>> BEGIN Task material
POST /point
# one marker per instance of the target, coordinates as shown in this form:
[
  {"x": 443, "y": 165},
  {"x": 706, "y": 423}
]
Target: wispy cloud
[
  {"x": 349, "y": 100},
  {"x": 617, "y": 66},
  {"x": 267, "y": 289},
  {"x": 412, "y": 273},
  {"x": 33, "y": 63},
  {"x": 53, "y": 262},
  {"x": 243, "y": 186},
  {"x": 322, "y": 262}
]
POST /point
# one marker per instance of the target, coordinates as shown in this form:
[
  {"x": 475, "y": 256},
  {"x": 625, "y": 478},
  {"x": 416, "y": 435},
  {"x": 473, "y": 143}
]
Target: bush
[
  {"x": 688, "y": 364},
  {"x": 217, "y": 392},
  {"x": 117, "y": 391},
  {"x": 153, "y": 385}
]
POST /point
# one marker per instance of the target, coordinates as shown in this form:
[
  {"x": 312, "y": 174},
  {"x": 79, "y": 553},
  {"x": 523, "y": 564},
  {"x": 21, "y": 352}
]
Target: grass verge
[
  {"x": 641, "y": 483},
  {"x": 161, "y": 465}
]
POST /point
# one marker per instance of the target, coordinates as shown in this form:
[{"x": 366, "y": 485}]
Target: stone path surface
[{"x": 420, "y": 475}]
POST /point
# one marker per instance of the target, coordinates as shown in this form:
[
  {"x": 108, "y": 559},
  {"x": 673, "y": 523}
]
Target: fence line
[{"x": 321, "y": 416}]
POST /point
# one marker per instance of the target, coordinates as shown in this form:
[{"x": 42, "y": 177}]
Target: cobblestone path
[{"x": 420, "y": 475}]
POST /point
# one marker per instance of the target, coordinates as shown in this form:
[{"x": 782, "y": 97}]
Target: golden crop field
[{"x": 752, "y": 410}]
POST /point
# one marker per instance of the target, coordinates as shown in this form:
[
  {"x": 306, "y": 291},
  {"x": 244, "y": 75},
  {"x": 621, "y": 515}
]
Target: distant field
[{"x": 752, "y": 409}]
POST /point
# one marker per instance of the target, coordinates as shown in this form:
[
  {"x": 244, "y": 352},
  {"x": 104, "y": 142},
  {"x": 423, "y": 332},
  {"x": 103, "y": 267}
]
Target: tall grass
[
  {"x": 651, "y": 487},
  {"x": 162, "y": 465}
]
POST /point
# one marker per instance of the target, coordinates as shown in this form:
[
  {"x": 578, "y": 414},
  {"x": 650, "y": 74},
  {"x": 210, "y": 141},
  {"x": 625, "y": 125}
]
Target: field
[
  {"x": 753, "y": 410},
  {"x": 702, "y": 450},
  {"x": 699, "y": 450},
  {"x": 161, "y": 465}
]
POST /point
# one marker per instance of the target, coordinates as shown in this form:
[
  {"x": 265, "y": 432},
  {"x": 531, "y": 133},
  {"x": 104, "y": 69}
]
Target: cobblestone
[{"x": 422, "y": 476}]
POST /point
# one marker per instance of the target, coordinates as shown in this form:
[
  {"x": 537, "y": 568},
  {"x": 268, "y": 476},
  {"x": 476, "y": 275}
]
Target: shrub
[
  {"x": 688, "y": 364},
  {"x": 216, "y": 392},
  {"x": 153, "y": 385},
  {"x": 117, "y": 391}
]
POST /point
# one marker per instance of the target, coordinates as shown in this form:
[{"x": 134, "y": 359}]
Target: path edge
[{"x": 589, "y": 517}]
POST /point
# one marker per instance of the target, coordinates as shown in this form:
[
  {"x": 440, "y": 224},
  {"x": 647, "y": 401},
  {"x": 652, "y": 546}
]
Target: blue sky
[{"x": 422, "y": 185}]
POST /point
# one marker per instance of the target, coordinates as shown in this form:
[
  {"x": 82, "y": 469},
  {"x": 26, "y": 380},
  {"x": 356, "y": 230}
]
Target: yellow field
>> END Task material
▶ Exercise goal
Emit the records above again, exactly, with no line skipped.

▶ Output for this exercise
POST /point
# one marker per instance of the target, coordinates as shown in this form:
[
  {"x": 443, "y": 165},
  {"x": 706, "y": 423}
]
Target: wispy cloud
[
  {"x": 349, "y": 100},
  {"x": 617, "y": 66},
  {"x": 267, "y": 289},
  {"x": 412, "y": 273},
  {"x": 33, "y": 63},
  {"x": 53, "y": 262},
  {"x": 243, "y": 186},
  {"x": 322, "y": 262}
]
POST /point
# one marker per instance of the target, coordinates as shown in this form:
[
  {"x": 475, "y": 256},
  {"x": 625, "y": 478},
  {"x": 416, "y": 435},
  {"x": 473, "y": 143}
]
Target: bush
[
  {"x": 688, "y": 364},
  {"x": 217, "y": 392},
  {"x": 117, "y": 391},
  {"x": 153, "y": 385}
]
POST /point
# one marker per instance of the target, coordinates as shown in this form:
[
  {"x": 312, "y": 174},
  {"x": 79, "y": 553},
  {"x": 523, "y": 564},
  {"x": 21, "y": 352}
]
Target: grass verge
[
  {"x": 641, "y": 483},
  {"x": 161, "y": 465}
]
POST /point
# one marker per instance of the target, coordinates as shown in this form:
[{"x": 366, "y": 485}]
Target: stone path surface
[{"x": 420, "y": 475}]
POST /point
# one marker per instance of the target, coordinates as shown in this form:
[
  {"x": 108, "y": 559},
  {"x": 673, "y": 523}
]
Target: fence line
[{"x": 321, "y": 416}]
POST /point
# one marker per instance of the target, coordinates as shown in this form:
[{"x": 42, "y": 177}]
Target: cobblestone path
[{"x": 420, "y": 475}]
POST /point
# one marker per instance of the target, coordinates as shown in this form:
[{"x": 782, "y": 97}]
Target: golden crop field
[{"x": 752, "y": 410}]
POST /point
# one marker per instance of the target, coordinates as shown in this form:
[
  {"x": 306, "y": 291},
  {"x": 244, "y": 75},
  {"x": 621, "y": 515}
]
Target: distant field
[{"x": 752, "y": 409}]
POST /point
# one marker per instance of the target, coordinates as shown in this form:
[
  {"x": 244, "y": 352},
  {"x": 104, "y": 142},
  {"x": 423, "y": 332},
  {"x": 103, "y": 267}
]
Target: tall grass
[
  {"x": 651, "y": 487},
  {"x": 162, "y": 465}
]
POST /point
# one marker per instance of the target, coordinates as shown in this form:
[
  {"x": 578, "y": 414},
  {"x": 650, "y": 74},
  {"x": 210, "y": 141},
  {"x": 625, "y": 125}
]
Target: field
[
  {"x": 753, "y": 410},
  {"x": 702, "y": 450},
  {"x": 699, "y": 450},
  {"x": 161, "y": 465}
]
POST /point
# one marker per instance of the target, coordinates as shown in this form:
[
  {"x": 265, "y": 432},
  {"x": 531, "y": 133},
  {"x": 104, "y": 69}
]
Target: cobblestone
[{"x": 422, "y": 476}]
POST /point
# one marker per instance of the target, coordinates as shown in this form:
[
  {"x": 537, "y": 568},
  {"x": 268, "y": 476},
  {"x": 476, "y": 275}
]
Target: shrub
[
  {"x": 688, "y": 364},
  {"x": 216, "y": 392},
  {"x": 153, "y": 385},
  {"x": 117, "y": 391}
]
POST /point
# one marker per instance of the target, coordinates as shown in this form:
[{"x": 134, "y": 359}]
Target: path edge
[{"x": 589, "y": 517}]
POST /point
# one marker per instance of the target, coordinates as shown in this form:
[
  {"x": 440, "y": 224},
  {"x": 647, "y": 401},
  {"x": 652, "y": 546}
]
Target: blue sky
[{"x": 422, "y": 185}]
POST /point
# one marker per instance of the target, coordinates as shown in this form:
[
  {"x": 82, "y": 469},
  {"x": 26, "y": 380},
  {"x": 356, "y": 230}
]
Target: yellow field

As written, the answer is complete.